Task details
Shift each bounding box coordinate in the answers up by 50, and write the lines out again with their requests, starting at the line containing "Bounding boxes for green" and ending at the last line of the listing.

Stored records
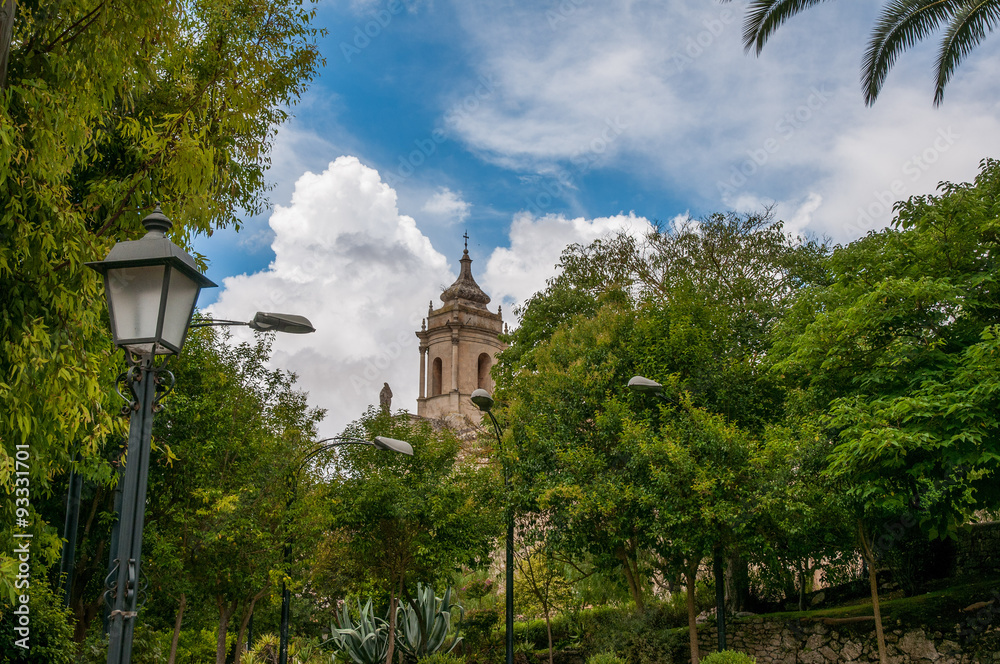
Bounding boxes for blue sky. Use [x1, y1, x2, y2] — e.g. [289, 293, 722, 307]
[196, 0, 1000, 435]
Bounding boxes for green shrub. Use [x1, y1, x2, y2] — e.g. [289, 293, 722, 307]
[587, 652, 625, 664]
[0, 577, 76, 664]
[417, 652, 465, 664]
[459, 609, 500, 660]
[701, 650, 757, 664]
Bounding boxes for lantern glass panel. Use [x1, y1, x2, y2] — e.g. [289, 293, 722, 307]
[107, 265, 166, 353]
[162, 269, 201, 352]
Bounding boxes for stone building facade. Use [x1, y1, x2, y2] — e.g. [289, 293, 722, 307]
[416, 245, 505, 425]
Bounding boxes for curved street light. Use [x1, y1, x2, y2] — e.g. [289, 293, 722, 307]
[469, 388, 514, 664]
[191, 311, 316, 334]
[278, 436, 413, 664]
[628, 376, 726, 652]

Full solution
Bounding boxes for green shrub. Use [x1, y1, x2, y2] — e.g. [289, 293, 722, 307]
[637, 702, 675, 714]
[50, 627, 126, 714]
[467, 702, 515, 714]
[509, 659, 550, 710]
[751, 700, 807, 714]
Bounding boxes for lantern glass panel. Use [x1, y1, x2, y2] — e.g. [289, 293, 722, 307]
[157, 315, 216, 403]
[212, 319, 251, 402]
Bounding boxes for stone building facade. Use [x1, y1, x2, y2] — e.g. [289, 293, 722, 307]
[466, 295, 555, 475]
Bounding boxes for curved street light. Use [x1, y1, x2, y2] — e.g. [289, 293, 722, 307]
[519, 438, 564, 714]
[241, 361, 366, 384]
[328, 486, 463, 714]
[678, 426, 776, 702]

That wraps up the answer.